======== Source material

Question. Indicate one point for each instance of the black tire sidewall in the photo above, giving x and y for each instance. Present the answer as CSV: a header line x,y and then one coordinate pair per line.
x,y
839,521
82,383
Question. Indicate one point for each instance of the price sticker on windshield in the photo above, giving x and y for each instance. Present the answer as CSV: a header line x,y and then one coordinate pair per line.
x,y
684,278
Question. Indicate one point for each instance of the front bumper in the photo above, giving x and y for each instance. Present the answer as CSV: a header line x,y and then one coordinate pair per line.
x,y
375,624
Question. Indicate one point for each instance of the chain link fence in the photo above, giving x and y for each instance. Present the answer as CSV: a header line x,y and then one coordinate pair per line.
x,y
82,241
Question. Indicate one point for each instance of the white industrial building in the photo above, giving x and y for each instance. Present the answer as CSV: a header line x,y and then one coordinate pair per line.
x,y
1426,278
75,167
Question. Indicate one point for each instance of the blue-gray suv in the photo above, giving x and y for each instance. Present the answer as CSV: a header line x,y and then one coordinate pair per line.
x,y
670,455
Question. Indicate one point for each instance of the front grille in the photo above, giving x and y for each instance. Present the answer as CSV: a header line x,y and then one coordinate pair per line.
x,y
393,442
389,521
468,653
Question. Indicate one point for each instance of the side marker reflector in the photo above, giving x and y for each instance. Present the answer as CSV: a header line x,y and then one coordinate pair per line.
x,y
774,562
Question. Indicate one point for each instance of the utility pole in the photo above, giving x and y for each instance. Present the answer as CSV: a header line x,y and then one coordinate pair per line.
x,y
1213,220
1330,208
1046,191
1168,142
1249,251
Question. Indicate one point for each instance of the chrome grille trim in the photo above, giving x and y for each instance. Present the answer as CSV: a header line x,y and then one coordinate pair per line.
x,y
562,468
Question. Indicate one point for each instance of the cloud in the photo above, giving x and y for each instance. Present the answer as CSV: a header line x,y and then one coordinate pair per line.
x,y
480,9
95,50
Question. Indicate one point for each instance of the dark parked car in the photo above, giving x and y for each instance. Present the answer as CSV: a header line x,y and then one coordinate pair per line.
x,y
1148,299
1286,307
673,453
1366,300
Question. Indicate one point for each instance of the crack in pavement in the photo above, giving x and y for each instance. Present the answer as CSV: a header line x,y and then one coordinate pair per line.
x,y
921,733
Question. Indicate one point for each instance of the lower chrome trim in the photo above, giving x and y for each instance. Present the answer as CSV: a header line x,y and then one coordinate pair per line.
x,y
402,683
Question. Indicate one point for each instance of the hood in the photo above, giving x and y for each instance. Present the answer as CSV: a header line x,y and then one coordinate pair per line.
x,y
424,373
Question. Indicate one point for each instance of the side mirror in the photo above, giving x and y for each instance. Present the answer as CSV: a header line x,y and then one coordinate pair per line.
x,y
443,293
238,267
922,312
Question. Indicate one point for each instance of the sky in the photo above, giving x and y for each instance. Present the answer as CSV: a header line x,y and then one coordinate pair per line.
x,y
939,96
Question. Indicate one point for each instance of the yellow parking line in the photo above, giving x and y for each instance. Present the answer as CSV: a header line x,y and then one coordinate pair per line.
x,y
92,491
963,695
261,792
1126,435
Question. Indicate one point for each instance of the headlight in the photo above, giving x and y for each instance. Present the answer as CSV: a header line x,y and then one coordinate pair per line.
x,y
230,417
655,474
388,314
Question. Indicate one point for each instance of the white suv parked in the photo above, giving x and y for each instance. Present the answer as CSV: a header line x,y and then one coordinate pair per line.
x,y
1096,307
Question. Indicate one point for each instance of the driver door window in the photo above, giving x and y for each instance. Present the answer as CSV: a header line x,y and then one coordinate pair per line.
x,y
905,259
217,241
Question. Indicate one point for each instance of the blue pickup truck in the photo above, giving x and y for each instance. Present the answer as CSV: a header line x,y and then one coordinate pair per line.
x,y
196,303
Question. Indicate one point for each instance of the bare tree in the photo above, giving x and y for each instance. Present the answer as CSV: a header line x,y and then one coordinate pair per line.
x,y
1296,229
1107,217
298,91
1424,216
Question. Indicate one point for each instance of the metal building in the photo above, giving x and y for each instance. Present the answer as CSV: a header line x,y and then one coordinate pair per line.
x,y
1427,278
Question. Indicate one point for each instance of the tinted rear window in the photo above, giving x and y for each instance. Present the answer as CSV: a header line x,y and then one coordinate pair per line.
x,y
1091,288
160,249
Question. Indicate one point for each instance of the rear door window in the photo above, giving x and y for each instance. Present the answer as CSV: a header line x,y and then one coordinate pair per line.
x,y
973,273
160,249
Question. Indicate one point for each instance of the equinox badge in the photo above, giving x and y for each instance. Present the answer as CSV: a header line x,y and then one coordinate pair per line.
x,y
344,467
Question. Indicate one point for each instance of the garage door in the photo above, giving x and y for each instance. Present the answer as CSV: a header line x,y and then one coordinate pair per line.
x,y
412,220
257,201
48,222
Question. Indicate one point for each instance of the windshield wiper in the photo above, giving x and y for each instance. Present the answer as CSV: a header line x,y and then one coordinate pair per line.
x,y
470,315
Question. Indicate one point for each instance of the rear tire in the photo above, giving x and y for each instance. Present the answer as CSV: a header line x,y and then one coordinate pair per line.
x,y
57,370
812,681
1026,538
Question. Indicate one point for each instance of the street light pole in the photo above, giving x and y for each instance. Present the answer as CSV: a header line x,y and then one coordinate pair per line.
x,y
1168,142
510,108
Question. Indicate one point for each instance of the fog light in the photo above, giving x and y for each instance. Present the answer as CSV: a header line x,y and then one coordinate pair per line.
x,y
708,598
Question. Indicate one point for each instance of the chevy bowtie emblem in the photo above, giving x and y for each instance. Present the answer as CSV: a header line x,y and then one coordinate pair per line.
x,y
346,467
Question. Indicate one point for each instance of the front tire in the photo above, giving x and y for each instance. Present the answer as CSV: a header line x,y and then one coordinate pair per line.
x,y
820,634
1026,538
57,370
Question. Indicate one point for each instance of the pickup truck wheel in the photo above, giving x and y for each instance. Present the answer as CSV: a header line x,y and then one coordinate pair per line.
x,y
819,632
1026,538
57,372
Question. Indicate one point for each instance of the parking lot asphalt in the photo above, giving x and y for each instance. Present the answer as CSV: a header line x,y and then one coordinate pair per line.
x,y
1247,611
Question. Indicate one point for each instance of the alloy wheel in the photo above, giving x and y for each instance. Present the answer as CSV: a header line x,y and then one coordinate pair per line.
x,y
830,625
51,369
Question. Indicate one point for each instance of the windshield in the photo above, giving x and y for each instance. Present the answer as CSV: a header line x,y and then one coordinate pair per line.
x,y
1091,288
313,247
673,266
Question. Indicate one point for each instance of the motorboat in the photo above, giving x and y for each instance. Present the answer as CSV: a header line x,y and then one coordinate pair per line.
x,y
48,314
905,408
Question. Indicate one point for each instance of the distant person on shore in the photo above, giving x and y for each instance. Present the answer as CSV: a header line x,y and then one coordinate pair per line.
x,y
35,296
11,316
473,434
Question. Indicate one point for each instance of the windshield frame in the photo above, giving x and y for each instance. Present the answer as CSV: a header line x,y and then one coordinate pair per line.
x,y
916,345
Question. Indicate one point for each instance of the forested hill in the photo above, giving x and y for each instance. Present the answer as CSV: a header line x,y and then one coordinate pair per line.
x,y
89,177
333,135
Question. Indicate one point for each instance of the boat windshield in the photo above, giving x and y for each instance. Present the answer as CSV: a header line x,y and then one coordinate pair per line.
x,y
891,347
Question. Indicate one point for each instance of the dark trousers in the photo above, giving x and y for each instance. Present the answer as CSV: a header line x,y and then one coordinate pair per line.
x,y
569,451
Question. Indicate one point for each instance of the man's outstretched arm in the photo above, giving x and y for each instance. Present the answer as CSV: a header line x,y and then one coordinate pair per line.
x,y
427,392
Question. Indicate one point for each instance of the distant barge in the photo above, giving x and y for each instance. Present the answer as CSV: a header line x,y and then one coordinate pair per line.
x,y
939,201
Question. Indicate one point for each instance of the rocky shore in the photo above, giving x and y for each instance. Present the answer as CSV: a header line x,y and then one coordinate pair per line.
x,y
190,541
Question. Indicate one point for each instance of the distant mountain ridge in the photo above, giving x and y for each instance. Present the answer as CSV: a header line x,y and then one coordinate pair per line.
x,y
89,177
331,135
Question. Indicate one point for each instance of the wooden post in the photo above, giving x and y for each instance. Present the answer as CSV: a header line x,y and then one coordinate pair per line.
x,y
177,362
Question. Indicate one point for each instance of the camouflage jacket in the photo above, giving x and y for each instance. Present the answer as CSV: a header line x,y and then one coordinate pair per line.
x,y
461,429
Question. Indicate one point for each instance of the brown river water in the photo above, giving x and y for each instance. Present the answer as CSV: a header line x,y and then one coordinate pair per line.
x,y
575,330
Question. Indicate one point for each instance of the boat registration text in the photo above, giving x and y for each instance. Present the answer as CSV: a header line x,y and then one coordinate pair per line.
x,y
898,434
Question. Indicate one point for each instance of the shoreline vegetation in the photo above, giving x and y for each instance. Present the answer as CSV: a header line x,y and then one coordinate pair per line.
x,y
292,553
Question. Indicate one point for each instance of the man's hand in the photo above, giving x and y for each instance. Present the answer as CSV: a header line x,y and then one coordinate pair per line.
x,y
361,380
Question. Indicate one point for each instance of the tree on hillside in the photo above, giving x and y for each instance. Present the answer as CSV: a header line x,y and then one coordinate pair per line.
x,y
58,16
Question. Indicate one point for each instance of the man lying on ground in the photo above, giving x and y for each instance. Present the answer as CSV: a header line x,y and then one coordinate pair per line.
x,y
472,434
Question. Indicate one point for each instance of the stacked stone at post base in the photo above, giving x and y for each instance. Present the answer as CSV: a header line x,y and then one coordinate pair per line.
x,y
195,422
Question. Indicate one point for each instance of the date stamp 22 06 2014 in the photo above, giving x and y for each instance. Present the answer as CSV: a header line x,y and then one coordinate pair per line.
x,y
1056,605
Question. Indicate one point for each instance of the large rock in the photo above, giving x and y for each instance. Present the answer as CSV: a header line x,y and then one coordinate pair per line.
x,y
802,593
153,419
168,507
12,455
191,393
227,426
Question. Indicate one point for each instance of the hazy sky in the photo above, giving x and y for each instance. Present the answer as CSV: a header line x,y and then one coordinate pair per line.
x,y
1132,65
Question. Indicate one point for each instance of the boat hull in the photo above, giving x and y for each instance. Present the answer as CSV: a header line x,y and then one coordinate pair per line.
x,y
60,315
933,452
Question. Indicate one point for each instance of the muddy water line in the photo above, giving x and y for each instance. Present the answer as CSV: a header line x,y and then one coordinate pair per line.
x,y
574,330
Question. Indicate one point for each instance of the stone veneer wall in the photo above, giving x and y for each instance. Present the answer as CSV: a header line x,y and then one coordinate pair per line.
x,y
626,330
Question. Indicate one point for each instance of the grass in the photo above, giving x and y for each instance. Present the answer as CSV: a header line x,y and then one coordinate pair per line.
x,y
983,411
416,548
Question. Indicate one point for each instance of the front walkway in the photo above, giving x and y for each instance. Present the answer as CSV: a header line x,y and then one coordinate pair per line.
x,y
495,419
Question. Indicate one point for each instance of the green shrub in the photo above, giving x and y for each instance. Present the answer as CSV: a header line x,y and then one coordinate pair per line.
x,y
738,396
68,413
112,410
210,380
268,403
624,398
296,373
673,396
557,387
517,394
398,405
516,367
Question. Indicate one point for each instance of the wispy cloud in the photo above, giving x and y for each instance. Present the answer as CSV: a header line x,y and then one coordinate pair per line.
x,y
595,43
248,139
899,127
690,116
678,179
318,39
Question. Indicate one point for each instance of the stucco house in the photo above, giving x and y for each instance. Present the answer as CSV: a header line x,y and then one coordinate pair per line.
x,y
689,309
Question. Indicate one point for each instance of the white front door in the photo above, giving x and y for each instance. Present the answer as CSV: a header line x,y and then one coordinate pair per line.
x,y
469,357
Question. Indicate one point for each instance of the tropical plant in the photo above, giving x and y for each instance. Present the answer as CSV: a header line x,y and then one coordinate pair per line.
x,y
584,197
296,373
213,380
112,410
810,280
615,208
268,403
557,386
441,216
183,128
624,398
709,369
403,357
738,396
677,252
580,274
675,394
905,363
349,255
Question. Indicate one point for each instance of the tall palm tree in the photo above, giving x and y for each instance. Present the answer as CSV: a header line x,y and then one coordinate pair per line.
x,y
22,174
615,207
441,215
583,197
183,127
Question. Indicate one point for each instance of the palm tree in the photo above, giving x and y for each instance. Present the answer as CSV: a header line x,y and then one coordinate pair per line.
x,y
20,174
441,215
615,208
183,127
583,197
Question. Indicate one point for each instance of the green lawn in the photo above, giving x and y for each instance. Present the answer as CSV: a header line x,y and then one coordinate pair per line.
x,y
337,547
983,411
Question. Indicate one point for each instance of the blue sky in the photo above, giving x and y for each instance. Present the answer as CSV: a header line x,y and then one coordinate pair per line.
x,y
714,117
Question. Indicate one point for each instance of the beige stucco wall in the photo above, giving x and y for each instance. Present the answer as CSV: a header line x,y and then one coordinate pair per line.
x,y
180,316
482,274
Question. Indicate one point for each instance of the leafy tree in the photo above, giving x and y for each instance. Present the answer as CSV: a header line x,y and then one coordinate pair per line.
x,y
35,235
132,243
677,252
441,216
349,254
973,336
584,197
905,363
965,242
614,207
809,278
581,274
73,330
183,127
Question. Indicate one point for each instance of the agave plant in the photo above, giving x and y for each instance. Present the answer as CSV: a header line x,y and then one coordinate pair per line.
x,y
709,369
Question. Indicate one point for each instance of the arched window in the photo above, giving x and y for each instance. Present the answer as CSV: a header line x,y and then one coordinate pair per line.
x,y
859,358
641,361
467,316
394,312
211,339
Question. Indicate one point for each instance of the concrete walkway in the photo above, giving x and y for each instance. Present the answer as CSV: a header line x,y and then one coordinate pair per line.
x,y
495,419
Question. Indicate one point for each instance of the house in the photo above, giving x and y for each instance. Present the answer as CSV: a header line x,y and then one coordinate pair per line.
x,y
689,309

================

= Your goal =
Quote exactly what appears from the line containing "Question. Indicate one point for each instance of the arched" through the final line of the listing above, including both of those lines.

= The response =
Question. Indicate one point for each instance of the arched window in the photo above, giving x and y for each instance. Present the answer as CSV: a header line x,y and then one coordinate pair per line.
x,y
859,358
641,361
467,316
394,312
211,339
Question. Indicate one point for each instance of the concrete walkway in the photo above, giving x and y for each instance. Present the answer as CSV: a header line x,y and then one coordinate pair per line.
x,y
495,419
Question. Indicate one point for each instance of the house in the photo above, giving x and y for each instance. Present the answer as CSV: a header line x,y and then one coordinate pair per line.
x,y
689,309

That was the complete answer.